== Passage to read ==

I mean, I get that this happens a lot in these types of games: Difficulty is effected by throwing more guys at you; by making each encounter more deadly. We certainly saw it with Max Payne and Adam Kane and James Lynch. But Payne was unhinged and the duo were heartless criminals. As it stands, when you're chewing through fifty guys a day, you're not helping out the murder rate in the city. You are the murder rate in the city. In fact, in the two weeks or so that we follow Wei Shen's law enforcement career once he was introduced to guns, he's got Hong Kong's peak annual murder rate beat by a factor of ten.
I suspect that most people take this in stride. The writers certainly did. Indeed, that was the greatest disconnect of all: The motif of the game was whether Wei was taken in by the loyalties of the triads or his sense of duty to the HKPD. And indeed the great villain in the game is not an evil mob boss (although the Big Smile Lee certainly got a grandiose death by you, by virtue of having you shoot up a restaurant in a blind bid of revenge), he's the police superintendent. But what was his great evil? What did this man do to be worse than the toughs you've sliced and diced and hosed and beaten to a pulp? He made a deal with a low-level mob enforcer to arrest the three bosses above him, and then turned around when he became a big boss himself and killed him.
Well, shit. For Wei Shen that's called Tuesday.

===

Requests:
• A. From the commentary on Wei Shen, extract the exact wording starting at "I suspect that" and ending at "that's called Tuesday.".
• B. Extend the commentary on Wei Shen by writing what comes next after its final sentence.

== Dataset excerpt ==

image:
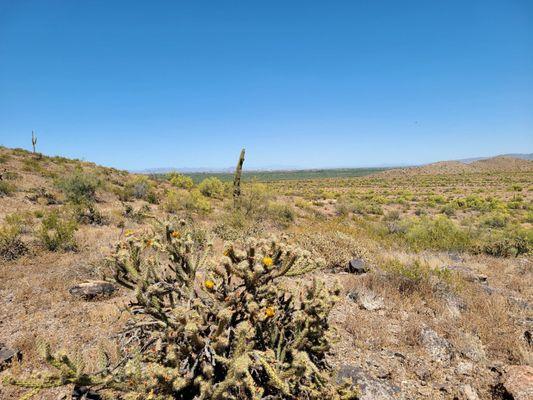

===

Outputs by task:
• A.
I suspect that most people take this in stride. The writers certainly did. Indeed, that was the greatest disconnect of all: The motif of the game was whether Wei was taken in by the loyalties of the triads or his sense of duty to the HKPD. And indeed the great villain in the game is not an evil mob boss (although the Big Smile Lee certainly got a grandiose death by you, by virtue of having you shoot up a restaurant in a blind bid of revenge), he's the police superintendent. But what was his great evil? What did this man do to be worse than the toughs you've sliced and diced and hosed and beaten to a pulp? He made a deal with a low-level mob enforcer to arrest the three bosses above him, and then turned around when he became a big boss himself and killed him.
Well, shit. For Wei Shen that's called Tuesday.

• B.
In fact, that's exactly what Wei Shen ended up doing: Killing and arresting all the mob bosses but one, and watching that boss - in this case Broken Nose Liang - take over the entire enterprise uncontested. Yet I, as a player, have the execrable reward of watching Wei, absolutely oblivious to the irony, castigate his (former) boss Pendrew for this very same act before lording a death sentence over him.
Thing is, this is also a trope in the whole thriller sense: Harry Callahan and Popeye Doyle and Bullitt were cowboy cops who were colossal fuckups that recklessly endangered everybody and didn't actually get results. Except they realized it by the end. Wei has no moment of clarity. All his travails are taken in stride. All in a day's work to see everybody you got to know murdered in horrible ways and to have made your name in the news for bloody massacres three times in one week.
In this stead, Max Payne made me feel dirty because there was no justice to be found in his world. James Lynch made me feel dirty because I got to watch in gory detail just how horrible a man he was. Wei Shen makes me feel dirty because he learned nothing from his travails, except deep down I suspect it's not him that failed to learn anything: It's his writers.